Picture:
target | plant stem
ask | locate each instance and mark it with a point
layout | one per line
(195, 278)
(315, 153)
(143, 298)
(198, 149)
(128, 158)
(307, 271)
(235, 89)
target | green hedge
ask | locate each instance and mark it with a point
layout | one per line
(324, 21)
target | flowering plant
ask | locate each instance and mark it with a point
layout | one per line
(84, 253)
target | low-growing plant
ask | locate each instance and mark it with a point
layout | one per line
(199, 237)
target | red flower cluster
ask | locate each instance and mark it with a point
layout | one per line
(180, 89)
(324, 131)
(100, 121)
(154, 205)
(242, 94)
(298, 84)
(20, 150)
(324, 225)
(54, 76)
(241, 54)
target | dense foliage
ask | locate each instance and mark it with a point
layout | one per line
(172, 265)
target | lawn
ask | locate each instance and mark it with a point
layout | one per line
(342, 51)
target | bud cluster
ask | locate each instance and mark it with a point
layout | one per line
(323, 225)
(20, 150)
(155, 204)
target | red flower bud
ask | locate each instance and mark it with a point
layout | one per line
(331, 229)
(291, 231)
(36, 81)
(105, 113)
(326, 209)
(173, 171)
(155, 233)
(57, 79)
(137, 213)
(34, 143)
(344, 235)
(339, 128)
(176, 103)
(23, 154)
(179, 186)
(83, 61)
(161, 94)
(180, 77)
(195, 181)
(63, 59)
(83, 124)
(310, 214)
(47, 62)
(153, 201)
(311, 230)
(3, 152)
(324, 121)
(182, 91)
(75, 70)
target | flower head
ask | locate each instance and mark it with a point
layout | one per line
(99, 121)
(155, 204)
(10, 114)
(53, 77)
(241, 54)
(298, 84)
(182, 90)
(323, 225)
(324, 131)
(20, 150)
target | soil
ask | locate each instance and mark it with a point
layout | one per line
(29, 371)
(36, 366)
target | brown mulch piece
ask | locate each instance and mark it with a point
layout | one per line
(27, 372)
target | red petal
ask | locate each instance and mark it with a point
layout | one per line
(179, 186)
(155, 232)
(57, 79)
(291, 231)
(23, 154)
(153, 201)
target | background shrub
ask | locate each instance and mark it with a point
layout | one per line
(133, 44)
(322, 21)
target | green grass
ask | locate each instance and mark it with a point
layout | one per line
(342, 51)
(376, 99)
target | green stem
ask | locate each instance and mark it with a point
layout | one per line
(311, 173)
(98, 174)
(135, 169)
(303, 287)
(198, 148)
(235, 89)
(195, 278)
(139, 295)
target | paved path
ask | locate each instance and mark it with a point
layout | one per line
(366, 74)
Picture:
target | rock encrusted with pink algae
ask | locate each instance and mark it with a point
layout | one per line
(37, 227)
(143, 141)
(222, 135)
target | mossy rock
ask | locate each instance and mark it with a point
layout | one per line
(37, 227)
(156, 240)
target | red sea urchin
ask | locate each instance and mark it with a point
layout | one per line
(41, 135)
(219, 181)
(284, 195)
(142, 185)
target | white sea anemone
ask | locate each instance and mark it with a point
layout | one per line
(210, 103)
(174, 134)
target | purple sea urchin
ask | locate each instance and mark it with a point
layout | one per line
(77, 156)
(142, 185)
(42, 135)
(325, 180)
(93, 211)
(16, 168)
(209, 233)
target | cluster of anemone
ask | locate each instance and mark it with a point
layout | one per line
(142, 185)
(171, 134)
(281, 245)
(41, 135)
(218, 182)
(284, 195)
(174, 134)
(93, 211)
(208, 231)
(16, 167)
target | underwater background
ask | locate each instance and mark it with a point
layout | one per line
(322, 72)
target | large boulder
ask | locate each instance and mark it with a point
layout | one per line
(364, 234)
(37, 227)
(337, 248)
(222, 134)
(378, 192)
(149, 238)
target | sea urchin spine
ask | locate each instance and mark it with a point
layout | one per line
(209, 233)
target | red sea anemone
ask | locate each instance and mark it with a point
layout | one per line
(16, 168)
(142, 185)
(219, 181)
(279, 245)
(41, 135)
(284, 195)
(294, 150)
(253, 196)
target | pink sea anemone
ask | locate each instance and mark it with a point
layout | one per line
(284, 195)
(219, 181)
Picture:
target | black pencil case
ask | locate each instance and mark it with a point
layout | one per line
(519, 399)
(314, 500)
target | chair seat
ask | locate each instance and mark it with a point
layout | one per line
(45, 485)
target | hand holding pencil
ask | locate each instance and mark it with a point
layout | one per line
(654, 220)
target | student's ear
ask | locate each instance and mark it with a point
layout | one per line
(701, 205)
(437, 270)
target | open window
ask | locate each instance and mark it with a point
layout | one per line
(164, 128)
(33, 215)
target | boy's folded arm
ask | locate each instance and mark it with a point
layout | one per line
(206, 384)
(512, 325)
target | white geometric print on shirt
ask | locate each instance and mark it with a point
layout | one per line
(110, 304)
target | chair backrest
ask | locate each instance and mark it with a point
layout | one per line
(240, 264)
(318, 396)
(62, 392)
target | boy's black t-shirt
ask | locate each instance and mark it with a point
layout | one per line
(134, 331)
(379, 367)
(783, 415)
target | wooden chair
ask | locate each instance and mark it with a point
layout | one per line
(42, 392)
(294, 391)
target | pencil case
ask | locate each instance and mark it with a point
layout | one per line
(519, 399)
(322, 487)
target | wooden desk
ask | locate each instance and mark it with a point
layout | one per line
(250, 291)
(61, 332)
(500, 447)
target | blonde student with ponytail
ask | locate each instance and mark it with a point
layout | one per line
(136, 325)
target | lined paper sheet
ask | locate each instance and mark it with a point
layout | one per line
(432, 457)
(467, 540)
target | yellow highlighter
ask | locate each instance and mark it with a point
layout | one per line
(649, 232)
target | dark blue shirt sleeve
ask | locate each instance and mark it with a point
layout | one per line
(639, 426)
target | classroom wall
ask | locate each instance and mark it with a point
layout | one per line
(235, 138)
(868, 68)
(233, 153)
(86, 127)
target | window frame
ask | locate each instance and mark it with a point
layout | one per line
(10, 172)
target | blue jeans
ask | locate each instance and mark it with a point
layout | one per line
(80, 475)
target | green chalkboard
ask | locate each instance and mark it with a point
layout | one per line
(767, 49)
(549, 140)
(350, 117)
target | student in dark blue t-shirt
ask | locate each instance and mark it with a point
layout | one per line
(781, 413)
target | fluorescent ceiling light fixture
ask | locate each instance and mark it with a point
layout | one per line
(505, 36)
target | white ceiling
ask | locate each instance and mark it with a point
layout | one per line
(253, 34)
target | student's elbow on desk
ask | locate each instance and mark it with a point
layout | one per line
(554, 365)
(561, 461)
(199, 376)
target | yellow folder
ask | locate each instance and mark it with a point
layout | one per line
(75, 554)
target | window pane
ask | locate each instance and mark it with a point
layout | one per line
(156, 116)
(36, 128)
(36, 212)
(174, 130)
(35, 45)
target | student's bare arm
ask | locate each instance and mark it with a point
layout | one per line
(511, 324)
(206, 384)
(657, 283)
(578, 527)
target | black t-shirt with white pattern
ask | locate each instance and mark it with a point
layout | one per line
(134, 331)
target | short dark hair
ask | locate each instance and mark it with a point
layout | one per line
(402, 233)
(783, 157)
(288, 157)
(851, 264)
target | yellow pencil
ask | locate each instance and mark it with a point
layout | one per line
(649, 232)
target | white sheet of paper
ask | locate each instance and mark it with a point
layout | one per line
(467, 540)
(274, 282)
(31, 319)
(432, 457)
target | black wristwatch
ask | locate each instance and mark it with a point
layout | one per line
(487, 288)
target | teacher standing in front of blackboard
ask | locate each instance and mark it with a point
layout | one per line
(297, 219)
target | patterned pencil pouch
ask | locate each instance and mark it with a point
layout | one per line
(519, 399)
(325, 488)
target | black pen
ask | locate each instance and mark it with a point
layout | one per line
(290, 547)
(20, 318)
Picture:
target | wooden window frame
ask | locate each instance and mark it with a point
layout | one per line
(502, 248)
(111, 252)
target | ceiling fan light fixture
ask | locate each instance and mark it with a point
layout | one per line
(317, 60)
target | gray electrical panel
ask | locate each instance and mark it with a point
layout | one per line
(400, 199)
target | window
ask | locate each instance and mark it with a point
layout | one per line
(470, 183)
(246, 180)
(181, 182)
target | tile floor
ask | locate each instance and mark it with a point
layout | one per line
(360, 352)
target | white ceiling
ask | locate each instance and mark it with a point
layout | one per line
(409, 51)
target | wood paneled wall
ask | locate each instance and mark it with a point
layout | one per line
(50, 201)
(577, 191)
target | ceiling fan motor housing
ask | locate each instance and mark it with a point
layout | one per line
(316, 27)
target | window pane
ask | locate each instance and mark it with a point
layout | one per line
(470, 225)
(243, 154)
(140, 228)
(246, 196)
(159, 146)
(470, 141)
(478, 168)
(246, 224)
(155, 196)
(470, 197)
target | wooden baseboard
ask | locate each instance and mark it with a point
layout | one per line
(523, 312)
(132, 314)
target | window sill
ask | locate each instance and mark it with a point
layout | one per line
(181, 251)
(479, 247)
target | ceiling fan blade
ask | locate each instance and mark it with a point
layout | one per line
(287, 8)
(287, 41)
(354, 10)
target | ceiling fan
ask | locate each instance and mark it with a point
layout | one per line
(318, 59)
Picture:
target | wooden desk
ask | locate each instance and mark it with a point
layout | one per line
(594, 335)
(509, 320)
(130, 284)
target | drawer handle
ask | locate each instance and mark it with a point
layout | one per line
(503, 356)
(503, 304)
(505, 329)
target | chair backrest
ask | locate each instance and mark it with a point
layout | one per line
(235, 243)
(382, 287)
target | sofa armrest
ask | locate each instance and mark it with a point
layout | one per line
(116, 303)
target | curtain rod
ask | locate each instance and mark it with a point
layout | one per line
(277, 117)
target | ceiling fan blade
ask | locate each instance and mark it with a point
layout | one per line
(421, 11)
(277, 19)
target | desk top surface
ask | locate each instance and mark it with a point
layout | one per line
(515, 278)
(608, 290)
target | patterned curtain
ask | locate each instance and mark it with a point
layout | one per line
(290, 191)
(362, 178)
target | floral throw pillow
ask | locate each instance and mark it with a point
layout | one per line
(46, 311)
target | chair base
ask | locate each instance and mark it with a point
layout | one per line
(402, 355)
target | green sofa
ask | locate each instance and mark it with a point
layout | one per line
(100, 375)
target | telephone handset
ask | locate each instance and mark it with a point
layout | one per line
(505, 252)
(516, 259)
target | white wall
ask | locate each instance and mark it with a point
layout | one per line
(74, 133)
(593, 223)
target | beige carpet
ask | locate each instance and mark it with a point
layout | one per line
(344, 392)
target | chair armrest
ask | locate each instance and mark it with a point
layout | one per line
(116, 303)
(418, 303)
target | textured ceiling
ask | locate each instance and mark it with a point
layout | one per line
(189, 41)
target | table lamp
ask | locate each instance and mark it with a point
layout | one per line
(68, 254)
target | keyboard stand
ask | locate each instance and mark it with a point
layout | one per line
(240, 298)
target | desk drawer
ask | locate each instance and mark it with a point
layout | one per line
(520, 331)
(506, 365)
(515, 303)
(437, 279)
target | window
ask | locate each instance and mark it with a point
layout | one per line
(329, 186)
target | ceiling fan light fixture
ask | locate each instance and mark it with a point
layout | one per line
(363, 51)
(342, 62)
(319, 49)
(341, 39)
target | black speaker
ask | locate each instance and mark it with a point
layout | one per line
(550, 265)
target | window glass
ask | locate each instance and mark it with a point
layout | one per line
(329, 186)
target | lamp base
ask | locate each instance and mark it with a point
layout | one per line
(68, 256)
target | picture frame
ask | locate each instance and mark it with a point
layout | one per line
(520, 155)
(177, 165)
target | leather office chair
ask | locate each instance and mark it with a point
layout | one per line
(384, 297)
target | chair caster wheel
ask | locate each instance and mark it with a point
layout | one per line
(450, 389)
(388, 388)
==========
Set down, word for word, only the lines running from the line with "target | black speaker" to the last line of the listing above. Both of those lines belong in your answer.

target | black speaker
ask | locate each instance and mark it with a point
layout | one per line
(550, 265)
target | window glass
ask | locate each instance and mark it with a point
layout | one per line
(329, 186)
target | lamp base
ask | locate each instance and mark it with a point
layout | one per line
(68, 256)
target | picture frame
ask | locate each instance and mark it with a point
layout | one per line
(520, 155)
(177, 165)
target | leather office chair
ask | locate each instance and mark it with a point
layout | one per line
(384, 297)
target | chair caster wheel
ask | locate each instance and mark it with a point
layout | one per line
(450, 389)
(388, 388)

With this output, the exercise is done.